• [SEITE]:

---+---

Gemeinsamer Nenner bildet ein gewisser Folcwin, der zwar nicht in Rankweil, aber im regionalen Umfeld sehr wohl noch vorgestellt werden muss. Wir wissen relativ viel über diesen Folcwin. Er kam von „Außen“ und übte das Amt eines Schultheissen oder Ministers aus, d.h. er war ein Helfer oder hoher Funktionär des Grafen, in dessen Auftrag er ein Ministerium, das Drusustal (vallis Drusiana), verwaltete. Den Ursprung seines Amtstitels – „der Schuld heischt“ - erhellt zudem eine Urkunde vom 20. Mai 817, mit der Onorius und Valeria an Folcwin einen Acker in Rankweil unterhalb St. Peter verkaufen, der ihnen einen Teil ihrer Schuld nachlässt. Mit dieser Urkunde betritt Folcwin gemeinsam mit Vinomna die Bühne der schriftlich fassbaren Geschichte. Bereits zehn Jahre früher, im Februar 807, lernen wir seinen Vorgesetzten Hunfrid kennen, der von Kaiser Karl dem Großen als Graf in Rätien eingesetzt wurde. Er lud damals zu einer Gerichtsversammlung ein, die sich „im Hof bei den Feldern“ – lateinisch in curte ad campos – abspielte. Gemeinsam mit ihren Frauen Hitta und Heimila dürften Hunfrid und Folcwin das Kloster St. Gallen besucht haben, wo sie nebeneinander in das „Buch der Freunde“, den Liber amicorum, eingetragen wurden. Als Wohltäter des Klosters vererbte Folcwin wohl auch sein Privatarchiv den Mönchen, die diese Urkunden jahrhundertelang aufbewahrten, obwohl sie so gar nicht in diese Sammlung passten. Immerhin 27 Dokumente sind erhalten geblieben, während sicher einige verloren gingen oder nur noch als Fragmente auf uns gekommen sind. Von den in ihnen enthaltenen Schenkungen und Verkäufen profitierte nicht wie gewohnt das Kloster, das tausendfach belegte Besitztransfers mit Grundbesitzern im gesamten Bodenseeraum pflegte, sondern eine Person: Folcwin. Dass dieser sich privat bereicherte, beweisen Transaktionen, mit denen Folcwin sich Acker um Acker rund um sein Haus in Schlins sicherte. Allein der Beweis einer solchen Besitzarrondierung ist für diese Zeit einzigartig, ebenso wie unsere Kenntnis seines Wohnsitzes am Rönsberg in Schlins. Immerhin war die Notiz zur Gerichtsversammlung von 807 Teil seines archivalischen Erbes, so dass sein etwas dubioses Handeln vielleicht auch anders bewertet werden kann.

---+---

• [AUSZUG AUS DATENSATZ]:
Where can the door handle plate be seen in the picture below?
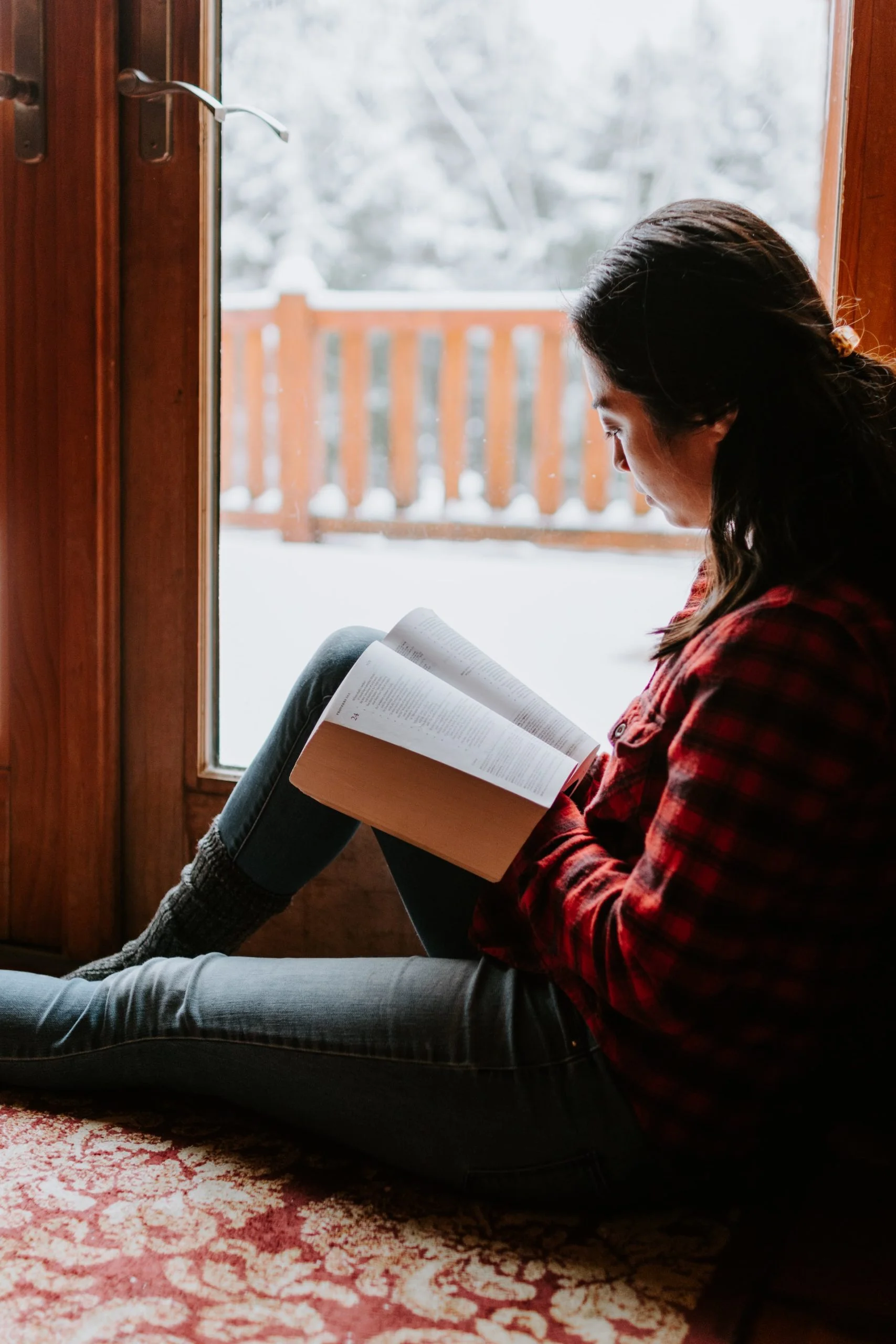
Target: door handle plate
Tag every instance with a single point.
(27, 87)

---+---

• [AUFGABE]:
Nenne alle lateinischen Ausdrücke, die im Text über Folcwin vorkommen. Das Material wird zur Bearbeitung nicht benötigt.

• [ERGEBNIS]:
vallis Drusiana, in curte ad campos, Liber amicorum